===== Reading text =====

Many have built careers off the back of social media, whether it be through Twitter, Instagram, YouTube or TikTok.
But with some social media stars gaining thousands or even millions of followers, there are drawbacks to being constantly online and so accessible to people you don't know.
Earlier this year, Ofcom announced they're being given new powers to force social media firms to act over cyber-bullying.
This comes as a recent report found that 46% of women who were surveyed reported experiencing online abuse since the beginning of COVID-19. This figure increased to 50% for black and minority women and nonbinary people.
'There's so much baggage that comes with being a black girl'
Student and TikTok star Naomi has thousands of followers on her page, where she talks about all things racism and black-British history.
But her increasing popularity on the app has also come with racist abuse. She says she gets at least one racially abusive comment a day on the app.
"I get so much racial abuse on the app that it takes a toll on my mental health and I need to protect myself from that," she says.
"I tried to keep myself to myself and continue making my videos but I wasn't happy doing it."
Naomi highlights a specific comment regarding one of her videos where she was educating her followers about black-British history, when a troll account responded with "your history doesn't matter because you're here to clean toilets."
"A lot of them are just troll accounts, they don't have a real face or name," she says. "Even though you know it's someone hiding behind an account, it still does have an impact.
"I always get the classic, 'Oh you bring race into everything,' 'Go back to where you came from,' or 'You're an angry black woman,' which is so frustrating because I'm not angry.
"I'm passionate and if I'm angry I have every right to be angry because you have been racist towards me."
Naomi, who grew up in a Nigerian household in Britain, says she wants to use social media to help young black girls.
"My childhood was quite different to many of my friends. I identify so strongly with being Nigerian so it is a part of me.
"I just want to create a community where everyone feels accepted because there's so much baggage that comes with being a black girl.
"I just don't want any black girl to grow up thinking, 'I'm not pretty enough, people would like me more if I wasn't black.'"

===== Extracted information =====

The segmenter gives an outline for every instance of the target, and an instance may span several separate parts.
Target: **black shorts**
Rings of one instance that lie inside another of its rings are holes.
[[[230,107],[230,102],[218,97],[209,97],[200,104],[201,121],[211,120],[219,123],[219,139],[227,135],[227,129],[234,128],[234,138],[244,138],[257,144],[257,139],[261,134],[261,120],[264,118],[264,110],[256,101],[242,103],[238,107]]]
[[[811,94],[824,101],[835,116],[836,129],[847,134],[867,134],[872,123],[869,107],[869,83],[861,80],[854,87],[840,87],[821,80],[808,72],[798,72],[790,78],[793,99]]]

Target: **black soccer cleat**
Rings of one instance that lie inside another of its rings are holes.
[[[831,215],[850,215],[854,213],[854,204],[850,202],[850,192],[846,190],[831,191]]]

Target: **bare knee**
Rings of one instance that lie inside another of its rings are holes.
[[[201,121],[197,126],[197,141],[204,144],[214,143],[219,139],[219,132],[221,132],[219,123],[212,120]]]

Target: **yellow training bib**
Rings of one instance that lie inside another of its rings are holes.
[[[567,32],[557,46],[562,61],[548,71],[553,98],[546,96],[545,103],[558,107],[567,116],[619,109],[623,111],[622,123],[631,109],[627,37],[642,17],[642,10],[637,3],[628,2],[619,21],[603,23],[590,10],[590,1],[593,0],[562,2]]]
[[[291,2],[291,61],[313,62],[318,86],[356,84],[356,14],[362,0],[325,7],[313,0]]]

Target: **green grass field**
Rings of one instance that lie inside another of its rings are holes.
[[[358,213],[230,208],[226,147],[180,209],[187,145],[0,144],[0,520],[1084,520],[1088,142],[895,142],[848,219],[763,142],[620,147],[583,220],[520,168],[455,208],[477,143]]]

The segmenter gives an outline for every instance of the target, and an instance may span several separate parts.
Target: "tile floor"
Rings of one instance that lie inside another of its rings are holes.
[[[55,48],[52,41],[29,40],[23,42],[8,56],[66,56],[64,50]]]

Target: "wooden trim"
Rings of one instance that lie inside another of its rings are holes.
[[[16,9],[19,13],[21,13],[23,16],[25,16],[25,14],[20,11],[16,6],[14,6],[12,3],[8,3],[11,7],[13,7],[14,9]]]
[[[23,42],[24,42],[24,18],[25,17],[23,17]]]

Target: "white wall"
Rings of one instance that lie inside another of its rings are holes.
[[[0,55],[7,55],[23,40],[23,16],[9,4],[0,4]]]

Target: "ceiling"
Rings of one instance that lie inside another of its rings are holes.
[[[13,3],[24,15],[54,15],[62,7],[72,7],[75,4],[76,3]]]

=====

▶ _Problem 1_: List every social media platform named in the article on online abuse.
▶ _Problem 2_: In the article on online abuse, what percentage of black and minority women and nonbinary people reported experiencing online abuse since the beginning of COVID-19?
▶ _Problem 3_: Continue the article on online abuse from its last sentence.
The lines after the article are separate material with no connection to it.

▶ _Response area 1_: Twitter, Instagram, YouTube, TikTok

▶ _Response area 2_: 50%

▶ _Response area 3_:
'I've created my own little bubble of people who get me'
Author and writer Stephanie Yeboah has a large following on both Twitter and Instagram, where she creates content about body positivity, race, intersectionality and feminism.
Stephanie has found that social media has also helped her career and gotten her a lot of work, using it almost like a "little CV," she says.
Like Naomi, her success on social media has also come with abuse.
"There's always gonna be the odd time where something I write or one of my posts goes viral and that invites the trolls and it invites the people that like to be racist or fatphobic to get under my skin."
She points out that most of the trolling she receives is from black men.
"There's often this need for them to humble me or put me in my place, so I do find that quite upsetting when the trolling seems to be coming from like my own backyard, so to speak," she says.
"When it comes to other people, I don't really care because I just know that they're being obtuse, and they don't really get what I'm trying to do or trying to say, but when it's coming from your own people, that's where I think it tends to hurt a little bit."
To prevent instances of abuse, Stephanie has tried to build a safe online space for herself.
"I feel like I've created my own little bubble of people who get me and who have the same kind of beliefs and thoughts and feelings about certain issues," she says.
"Being able to create that space has done really well for me and my mental health.